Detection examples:
..........
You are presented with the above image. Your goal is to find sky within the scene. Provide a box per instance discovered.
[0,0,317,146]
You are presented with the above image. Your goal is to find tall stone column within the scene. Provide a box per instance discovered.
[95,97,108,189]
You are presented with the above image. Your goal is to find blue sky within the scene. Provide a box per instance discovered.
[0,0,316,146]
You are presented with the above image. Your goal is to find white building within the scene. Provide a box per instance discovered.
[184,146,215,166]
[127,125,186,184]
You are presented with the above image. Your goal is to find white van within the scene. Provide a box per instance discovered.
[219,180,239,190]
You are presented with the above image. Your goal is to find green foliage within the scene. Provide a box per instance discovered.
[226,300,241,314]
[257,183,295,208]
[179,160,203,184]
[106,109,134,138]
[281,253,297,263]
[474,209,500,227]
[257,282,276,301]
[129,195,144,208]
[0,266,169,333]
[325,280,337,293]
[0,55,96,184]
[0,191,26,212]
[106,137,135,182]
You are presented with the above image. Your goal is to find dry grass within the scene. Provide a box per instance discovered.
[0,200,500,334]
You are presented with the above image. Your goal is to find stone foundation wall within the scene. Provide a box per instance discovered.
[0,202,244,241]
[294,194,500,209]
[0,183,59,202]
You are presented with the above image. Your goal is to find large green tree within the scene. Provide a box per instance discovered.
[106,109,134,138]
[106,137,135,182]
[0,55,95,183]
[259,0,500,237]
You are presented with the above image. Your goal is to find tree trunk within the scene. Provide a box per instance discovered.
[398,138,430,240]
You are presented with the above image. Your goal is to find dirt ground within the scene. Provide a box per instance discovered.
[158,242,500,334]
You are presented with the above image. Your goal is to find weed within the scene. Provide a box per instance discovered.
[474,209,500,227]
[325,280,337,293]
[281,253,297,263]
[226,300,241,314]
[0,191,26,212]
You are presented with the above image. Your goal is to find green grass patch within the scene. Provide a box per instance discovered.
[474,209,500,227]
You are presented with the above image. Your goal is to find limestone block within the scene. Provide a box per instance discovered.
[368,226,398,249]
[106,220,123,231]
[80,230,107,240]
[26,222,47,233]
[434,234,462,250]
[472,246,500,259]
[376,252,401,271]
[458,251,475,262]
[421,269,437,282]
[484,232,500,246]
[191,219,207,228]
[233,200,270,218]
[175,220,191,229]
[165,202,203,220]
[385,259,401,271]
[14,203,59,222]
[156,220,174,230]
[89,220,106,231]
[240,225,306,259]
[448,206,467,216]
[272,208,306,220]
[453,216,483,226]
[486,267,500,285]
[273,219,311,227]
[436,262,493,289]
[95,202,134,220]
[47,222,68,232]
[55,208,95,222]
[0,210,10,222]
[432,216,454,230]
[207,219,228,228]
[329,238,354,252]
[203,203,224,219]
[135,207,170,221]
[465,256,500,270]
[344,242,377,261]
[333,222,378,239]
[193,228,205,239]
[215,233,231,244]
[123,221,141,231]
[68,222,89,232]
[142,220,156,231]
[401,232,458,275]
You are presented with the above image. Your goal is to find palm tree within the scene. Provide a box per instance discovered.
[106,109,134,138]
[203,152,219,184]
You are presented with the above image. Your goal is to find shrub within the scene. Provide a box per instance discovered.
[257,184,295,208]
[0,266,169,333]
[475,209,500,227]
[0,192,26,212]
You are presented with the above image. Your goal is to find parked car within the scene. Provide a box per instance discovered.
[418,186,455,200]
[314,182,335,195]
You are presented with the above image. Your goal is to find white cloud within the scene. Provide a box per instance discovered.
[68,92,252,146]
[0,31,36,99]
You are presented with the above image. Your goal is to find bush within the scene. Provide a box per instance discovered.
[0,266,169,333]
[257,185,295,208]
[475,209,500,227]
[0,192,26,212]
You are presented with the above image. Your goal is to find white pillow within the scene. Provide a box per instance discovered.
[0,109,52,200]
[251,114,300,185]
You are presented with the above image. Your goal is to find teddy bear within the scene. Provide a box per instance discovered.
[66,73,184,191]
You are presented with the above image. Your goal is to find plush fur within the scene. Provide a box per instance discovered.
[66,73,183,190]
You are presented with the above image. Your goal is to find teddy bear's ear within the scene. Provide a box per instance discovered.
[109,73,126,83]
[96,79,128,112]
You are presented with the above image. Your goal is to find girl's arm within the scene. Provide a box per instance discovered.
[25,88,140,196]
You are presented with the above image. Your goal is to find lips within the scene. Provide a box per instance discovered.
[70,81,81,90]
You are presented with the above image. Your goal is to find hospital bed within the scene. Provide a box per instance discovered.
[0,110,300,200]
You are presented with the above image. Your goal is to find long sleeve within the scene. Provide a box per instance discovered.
..........
- [WRITTEN TASK]:
Please express every line of all the entries above as a JSON list of strings, one string per line, leaving out blank lines.

- [SOLUTION BELOW]:
[
  "You are presented with the above image. Your goal is to find sky within the scene. Provide a box per instance discovered.",
  "[0,0,317,146]",
  "You are presented with the above image. Your goal is to find tall stone column within the scene. Provide a box per instance discovered.",
  "[95,97,108,189]",
  "You are presented with the above image. Your goal is to find blue sky within the scene. Provide a box per instance discovered.",
  "[0,0,316,146]",
  "You are presented with the above image. Your goal is to find white building within the scene. Provide a box per instance discovered.",
  "[184,146,215,166]",
  "[127,125,186,184]",
  "You are presented with the above image. Your goal is to find white van within the scene. Provide a box per instance discovered.",
  "[219,180,239,190]",
  "You are presented with the above image. Your goal is to find green foliage within the scene. Provide a box per instance discovered.",
  "[226,300,241,314]",
  "[257,183,295,208]",
  "[179,160,203,184]",
  "[106,109,134,138]",
  "[281,253,297,263]",
  "[474,209,500,227]",
  "[257,282,276,301]",
  "[129,195,144,208]",
  "[0,266,169,333]",
  "[325,280,337,293]",
  "[0,55,96,184]",
  "[0,191,26,212]",
  "[106,137,135,182]",
  "You are presented with the above image. Your goal is to find dry grass within the scene. Provide a box per instance discovered.",
  "[0,200,500,334]",
  "You are presented with the above image. Your goal is to find stone foundation wall within the scene. Provide a box per instance discovered.",
  "[0,202,244,241]",
  "[294,194,500,209]",
  "[0,183,59,202]",
  "You are presented with the above image. Your goal is to find large green tree within the scene. Provide a box per instance discovered.",
  "[106,109,134,138]",
  "[106,137,135,182]",
  "[0,55,95,183]",
  "[259,0,500,237]",
  "You are presented with the above image. Your goal is to find tree trunk within the scene. Provide a box per instance discovered.",
  "[398,138,430,240]",
  "You are presented with the above image. Your goal is to find dirt ground within the scene. Provide a box per instance discovered.",
  "[158,242,500,334]",
  "You are presented with the above image. Your goal is to find weed within the scene. Provide a box per instance discovered.",
  "[474,209,500,227]",
  "[325,280,337,293]",
  "[281,253,297,263]",
  "[226,300,241,314]",
  "[0,191,26,212]",
  "You are presented with the above image. Your goal is to find green grass patch within the scene. Provide a box per instance discovered.",
  "[474,209,500,227]",
  "You are presented with the above image. Your goal is to find limestone block within the scene. Provide a box per instance discovered.",
  "[368,226,398,249]",
  "[106,220,123,231]",
  "[80,230,107,240]",
  "[26,222,47,233]",
  "[434,234,462,250]",
  "[472,246,500,259]",
  "[376,252,401,271]",
  "[458,251,475,262]",
  "[421,269,437,282]",
  "[484,232,500,246]",
  "[191,219,207,228]",
  "[233,200,270,218]",
  "[175,220,191,229]",
  "[165,202,203,220]",
  "[385,259,401,271]",
  "[14,203,59,222]",
  "[156,220,174,230]",
  "[89,220,106,231]",
  "[240,225,306,259]",
  "[448,206,467,216]",
  "[272,208,306,220]",
  "[453,216,483,226]",
  "[486,267,500,285]",
  "[273,219,311,227]",
  "[436,262,493,289]",
  "[95,202,134,220]",
  "[47,222,68,232]",
  "[55,208,95,222]",
  "[0,210,10,222]",
  "[432,216,454,230]",
  "[207,219,228,228]",
  "[329,238,354,252]",
  "[203,203,224,219]",
  "[135,207,170,221]",
  "[465,256,500,270]",
  "[344,242,377,261]",
  "[333,222,378,239]",
  "[193,228,205,239]",
  "[215,233,231,244]",
  "[123,221,141,231]",
  "[68,222,89,232]",
  "[142,220,156,231]",
  "[401,232,458,275]",
  "You are presented with the above image. Your goal is to find palm tree within the scene. Provide a box per instance discovered.",
  "[106,109,134,138]",
  "[203,152,219,184]",
  "You are presented with the above image. Your goal is to find shrub within the scene. Provide a box per instance discovered.",
  "[257,184,295,208]",
  "[0,266,169,333]",
  "[475,209,500,227]",
  "[0,192,26,212]",
  "You are presented with the above image. Your goal is to find parked car within the scene. Provide a box per instance discovered.",
  "[418,186,455,200]",
  "[314,182,335,195]",
  "You are presented with the above image. Your goal is to find white cloud within the scene. Provide a box per instance discovered.",
  "[68,92,252,146]",
  "[0,31,36,99]",
  "You are presented with the above image. Your goal is to find bush within the scene. Provide a box per instance discovered.",
  "[0,266,169,333]",
  "[257,185,295,208]",
  "[475,209,500,227]",
  "[0,192,26,212]",
  "You are presented with the above image. Your goal is to find white pillow within the scene. Provide a box per instance discovered.",
  "[0,109,52,200]",
  "[251,114,300,185]",
  "You are presented with the above image. Your goal is to find teddy bear within the scene. Provide a box per instance discovered.",
  "[66,73,184,191]",
  "You are presented with the above image. Your goal is to find plush fur within the scene. Provide a box per instance discovered.",
  "[66,73,183,190]",
  "You are presented with the above image. Your goal is to find teddy bear's ear within the scene. Provide a box per instance discovered.",
  "[109,73,126,83]",
  "[96,79,128,112]",
  "You are presented with the above image. Your goal is to find girl's arm within the scene. Provide a box per instance discovered.",
  "[25,88,140,196]",
  "You are presented with the above image. Your goal is to find lips within the scene. Provide a box per instance discovered.",
  "[70,81,81,90]",
  "You are presented with the above image. Your goal is to find hospital bed within the scene. Provide a box per instance discovered.",
  "[0,110,300,200]",
  "You are presented with the above image. Your goal is to find long sleeve within the scene. Provide a box per instance discovered."
]